■ Exercise input:
########################################
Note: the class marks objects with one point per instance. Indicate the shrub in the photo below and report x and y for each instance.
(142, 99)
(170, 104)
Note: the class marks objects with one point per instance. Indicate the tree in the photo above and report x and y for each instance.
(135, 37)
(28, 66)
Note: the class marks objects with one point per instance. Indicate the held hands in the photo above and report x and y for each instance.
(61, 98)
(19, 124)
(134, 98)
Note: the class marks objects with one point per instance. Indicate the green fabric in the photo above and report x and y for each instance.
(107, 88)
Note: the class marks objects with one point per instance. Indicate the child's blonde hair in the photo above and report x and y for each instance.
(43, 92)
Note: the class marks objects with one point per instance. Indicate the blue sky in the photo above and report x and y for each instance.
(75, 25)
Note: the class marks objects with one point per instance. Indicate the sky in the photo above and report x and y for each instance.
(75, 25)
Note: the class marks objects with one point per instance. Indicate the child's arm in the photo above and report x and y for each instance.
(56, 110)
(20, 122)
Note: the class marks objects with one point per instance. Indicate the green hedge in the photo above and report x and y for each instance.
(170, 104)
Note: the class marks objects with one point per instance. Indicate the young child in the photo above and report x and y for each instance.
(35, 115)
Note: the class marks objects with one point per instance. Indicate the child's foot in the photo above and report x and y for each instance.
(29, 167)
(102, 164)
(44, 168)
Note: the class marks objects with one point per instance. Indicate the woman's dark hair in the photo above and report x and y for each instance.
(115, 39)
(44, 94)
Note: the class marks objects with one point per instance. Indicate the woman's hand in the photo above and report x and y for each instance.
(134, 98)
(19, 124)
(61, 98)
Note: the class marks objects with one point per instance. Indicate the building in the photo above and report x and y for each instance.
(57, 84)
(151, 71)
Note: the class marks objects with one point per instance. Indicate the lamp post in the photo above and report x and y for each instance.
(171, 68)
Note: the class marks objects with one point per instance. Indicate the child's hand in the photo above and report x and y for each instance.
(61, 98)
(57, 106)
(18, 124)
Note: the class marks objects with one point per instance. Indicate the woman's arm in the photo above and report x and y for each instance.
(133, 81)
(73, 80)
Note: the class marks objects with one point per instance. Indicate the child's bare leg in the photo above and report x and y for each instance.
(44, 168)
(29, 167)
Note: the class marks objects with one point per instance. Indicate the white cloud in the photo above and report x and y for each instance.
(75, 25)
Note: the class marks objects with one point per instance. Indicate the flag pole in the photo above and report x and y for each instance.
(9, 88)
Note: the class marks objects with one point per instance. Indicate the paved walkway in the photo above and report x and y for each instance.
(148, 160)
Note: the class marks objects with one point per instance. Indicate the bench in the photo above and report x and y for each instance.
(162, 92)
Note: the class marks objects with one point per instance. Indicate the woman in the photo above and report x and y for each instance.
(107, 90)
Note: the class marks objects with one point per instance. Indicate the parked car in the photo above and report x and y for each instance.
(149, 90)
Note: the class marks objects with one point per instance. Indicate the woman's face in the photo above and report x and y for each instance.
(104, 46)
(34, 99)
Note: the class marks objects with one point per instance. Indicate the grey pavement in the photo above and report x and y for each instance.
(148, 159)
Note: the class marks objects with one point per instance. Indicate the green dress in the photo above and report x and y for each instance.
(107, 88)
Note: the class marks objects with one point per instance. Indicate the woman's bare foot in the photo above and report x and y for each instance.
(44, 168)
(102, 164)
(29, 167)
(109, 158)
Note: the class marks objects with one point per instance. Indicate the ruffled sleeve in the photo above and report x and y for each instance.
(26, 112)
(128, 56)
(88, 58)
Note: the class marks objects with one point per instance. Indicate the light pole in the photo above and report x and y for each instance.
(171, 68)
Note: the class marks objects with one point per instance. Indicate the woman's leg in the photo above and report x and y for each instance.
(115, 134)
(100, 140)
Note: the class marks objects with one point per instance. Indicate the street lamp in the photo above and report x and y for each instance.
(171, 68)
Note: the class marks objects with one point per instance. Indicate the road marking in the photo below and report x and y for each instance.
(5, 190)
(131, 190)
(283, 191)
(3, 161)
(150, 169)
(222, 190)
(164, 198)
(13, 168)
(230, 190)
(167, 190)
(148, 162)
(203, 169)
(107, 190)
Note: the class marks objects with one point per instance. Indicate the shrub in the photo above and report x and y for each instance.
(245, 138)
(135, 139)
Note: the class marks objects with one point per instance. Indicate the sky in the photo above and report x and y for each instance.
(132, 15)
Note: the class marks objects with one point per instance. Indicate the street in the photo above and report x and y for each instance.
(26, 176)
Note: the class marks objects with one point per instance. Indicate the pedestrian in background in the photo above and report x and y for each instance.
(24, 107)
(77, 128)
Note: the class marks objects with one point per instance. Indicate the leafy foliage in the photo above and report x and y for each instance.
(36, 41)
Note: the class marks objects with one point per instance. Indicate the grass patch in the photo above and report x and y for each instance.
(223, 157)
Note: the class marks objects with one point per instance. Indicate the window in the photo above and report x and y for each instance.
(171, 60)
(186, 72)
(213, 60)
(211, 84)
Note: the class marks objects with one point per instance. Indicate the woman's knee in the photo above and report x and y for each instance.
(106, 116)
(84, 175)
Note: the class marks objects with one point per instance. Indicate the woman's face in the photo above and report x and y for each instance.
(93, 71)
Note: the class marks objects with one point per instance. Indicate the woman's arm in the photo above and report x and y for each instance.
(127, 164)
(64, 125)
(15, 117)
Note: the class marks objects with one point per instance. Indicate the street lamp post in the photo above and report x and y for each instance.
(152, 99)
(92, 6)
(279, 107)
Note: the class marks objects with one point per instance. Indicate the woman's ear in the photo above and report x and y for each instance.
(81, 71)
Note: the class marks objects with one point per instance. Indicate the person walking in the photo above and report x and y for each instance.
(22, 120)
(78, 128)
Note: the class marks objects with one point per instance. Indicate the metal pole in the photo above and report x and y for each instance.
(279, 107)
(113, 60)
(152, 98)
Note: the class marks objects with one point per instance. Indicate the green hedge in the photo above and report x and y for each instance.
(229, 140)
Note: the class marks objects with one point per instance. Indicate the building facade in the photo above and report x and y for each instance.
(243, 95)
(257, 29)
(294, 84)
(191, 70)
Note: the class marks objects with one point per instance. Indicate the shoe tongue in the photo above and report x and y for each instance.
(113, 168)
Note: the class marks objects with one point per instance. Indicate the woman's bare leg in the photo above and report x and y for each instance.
########################################
■ What you will do:
Output every record above in full, exactly as it reads.

■ Solution to this task:
Note: the class marks objects with one point per instance. Indicate the shrub in the photo below and report x and y for each instance.
(142, 99)
(170, 104)
Note: the class marks objects with one point per instance. Indicate the tree in the photo above and report x and y for each instance.
(135, 37)
(28, 66)
Note: the class marks objects with one point per instance. Indicate the held hands in the photo above and report x and y for each instance.
(61, 98)
(19, 124)
(134, 98)
Note: the class marks objects with one point per instance. Indicate the green fabric in the photo above and report x and y for each instance.
(107, 88)
Note: the class marks objects with one point per instance. Indicate the child's blonde hair in the photo above and report x and y for each instance.
(43, 92)
Note: the class marks objects with one point per instance. Indicate the blue sky in the photo above and report x and y for each instance.
(75, 25)
Note: the class marks objects with one point per instance. Indicate the sky in the photo above and report x and y for each instance.
(75, 25)
Note: the class marks objects with one point per instance. Indicate the child's arm in the photo above and report x and y for each instance.
(56, 110)
(20, 122)
Note: the class marks objects with one point per instance. Indicate the green hedge in the photo above and report x and y for each instance.
(170, 104)
Note: the class marks objects with one point per instance. Indicate the young child in the photo above and report x and y for each instance.
(35, 115)
Note: the class marks objects with one point per instance. Indicate the child's foot in the photo above and report x and y for each instance.
(29, 167)
(102, 164)
(44, 168)
Note: the class marks objects with one point per instance. Indicate the woman's dark hair in the photo above and report x and y for each instance.
(115, 39)
(44, 94)
Note: the class marks objects with one point per instance. Indicate the woman's hand in the photo above and report x and y for each instance.
(134, 98)
(19, 124)
(61, 98)
Note: the class marks objects with one point per instance. Indicate the building in the photo above and report x and y for each instance.
(57, 84)
(151, 71)
Note: the class marks objects with one point per instance. Indicate the lamp post in the photo above and report x and y for each instance.
(171, 68)
Note: the class marks objects with one point per instance. Indicate the child's hand in the photo above and report x and y for each instance.
(61, 98)
(57, 106)
(18, 124)
Note: the class marks objects with one point per instance. Indicate the woman's arm in the photo above and report x and y for each instance.
(133, 81)
(73, 80)
Note: the class marks objects with one point per instance. Indicate the child's bare leg in the photo above and report x and y for each instance.
(44, 168)
(29, 167)
Note: the class marks objects with one point per instance. Indicate the white cloud in the photo above and report x and y for each instance.
(75, 25)
Note: the class marks objects with one point per instance. Indicate the flag pole in the photo above and report x and y for each instance.
(9, 88)
Note: the class marks objects with one point per instance. Indicate the paved walkway in the photo above and report x and y for each instance.
(148, 160)
Note: the class marks objects with one point per instance. Indicate the bench in the photo above and report x and y for each instance.
(162, 92)
Note: the class marks objects with one point per instance. Indicate the woman in the photo above and report x and y for each instance.
(107, 90)
Note: the class marks objects with one point per instance. Indicate the parked car in the photo above and report x and y for each instance.
(149, 90)
Note: the class marks objects with one point per instance. Indicate the woman's face in the photo above and report x and y for each instance.
(104, 46)
(34, 99)
Note: the class marks objects with one point per instance. Indicate the grey pavement in the photo above and report x and y for each instance.
(148, 159)
Note: the class marks objects with one point per instance. Indicate the green dress in the photo above and report x and y for each instance.
(107, 88)
Note: the class marks objects with one point per instance. Indicate the woman's bare foot in the photo above and report x and y for each instance.
(44, 168)
(102, 164)
(29, 167)
(109, 158)
Note: the class marks objects with one point per instance. Indicate the ruffled sleeve in the photo above and report x and y for each instance.
(26, 112)
(128, 56)
(88, 58)
Note: the class marks objects with one point per instance. Indicate the light pole in the photo above and report x and y for each instance.
(171, 68)
Note: the class marks objects with one point per instance. Indicate the woman's leg in the photo above and report x and y for each instance.
(115, 134)
(100, 140)
Note: the class marks objects with one point per instance. Indicate the street lamp in the photo above and report x and y for each instance.
(171, 68)
Note: the class marks objects with one point per instance. Indicate the road marking in the photo below and report x and y for each instance.
(5, 190)
(131, 190)
(283, 191)
(3, 161)
(150, 169)
(222, 190)
(164, 198)
(13, 168)
(230, 190)
(167, 190)
(148, 162)
(203, 169)
(107, 190)
Note: the class marks objects with one point per instance. Indicate the shrub in the photo above and report x and y for each instance.
(245, 138)
(135, 139)
Note: the class marks objects with one point per instance. Indicate the sky in the photo above and report x and y for each instance.
(132, 15)
Note: the class marks objects with one point per instance. Indicate the street in the photo above and report x and y for each instance.
(26, 176)
Note: the class marks objects with one point per instance. Indicate the pedestrian in background in the photo above and report x and y for each instance.
(24, 107)
(77, 128)
Note: the class marks objects with one point per instance. Indicate the leafy foliage in the photo above and report x and y for each instance.
(36, 41)
Note: the class marks objects with one point per instance. Indicate the grass patch in the photo above and report x and y for each instance.
(223, 157)
Note: the class marks objects with one point per instance. Indicate the window in the photo above and report x and y for each instance.
(171, 60)
(186, 72)
(213, 60)
(211, 84)
Note: the class marks objects with one point per instance. Indicate the woman's knee in the photo above and report x and y for each instance.
(106, 116)
(84, 175)
Note: the class marks objects with one point per instance. Indicate the woman's face in the photo above and report x and y for each instance.
(93, 71)
Note: the class marks objects with one point per instance. Indicate the woman's arm in the photo above and report x and y for each instance.
(127, 164)
(64, 125)
(15, 117)
Note: the class marks objects with one point per instance. Indicate the street lamp post in the photo above and report x and y for each instance.
(152, 99)
(92, 6)
(279, 107)
Note: the class marks objects with one point per instance. Indicate the woman's ear in the photo above and report x and y for each instance.
(81, 71)
Note: the class marks objects with one point per instance. Indicate the person walking in the photo above and report x and y for each instance.
(22, 120)
(78, 128)
Note: the class marks objects with one point per instance. Indicate the metal pole in the photo above and report x and y for each instance.
(279, 107)
(113, 60)
(152, 98)
Note: the class marks objects with one point per instance. Indicate the green hedge in the photo above and report x and y for each instance.
(229, 140)
Note: the class marks objects with one point per instance. Indicate the building facade in the photo above and report x and y for each instance.
(243, 95)
(257, 29)
(294, 84)
(191, 70)
Note: the class marks objects with one point per instance. Indicate the shoe tongue in the photo above and report x and y for each instance.
(113, 168)
Note: the class marks objects with one point per instance. Indicate the woman's bare leg in the photo above and report x and y for each instance.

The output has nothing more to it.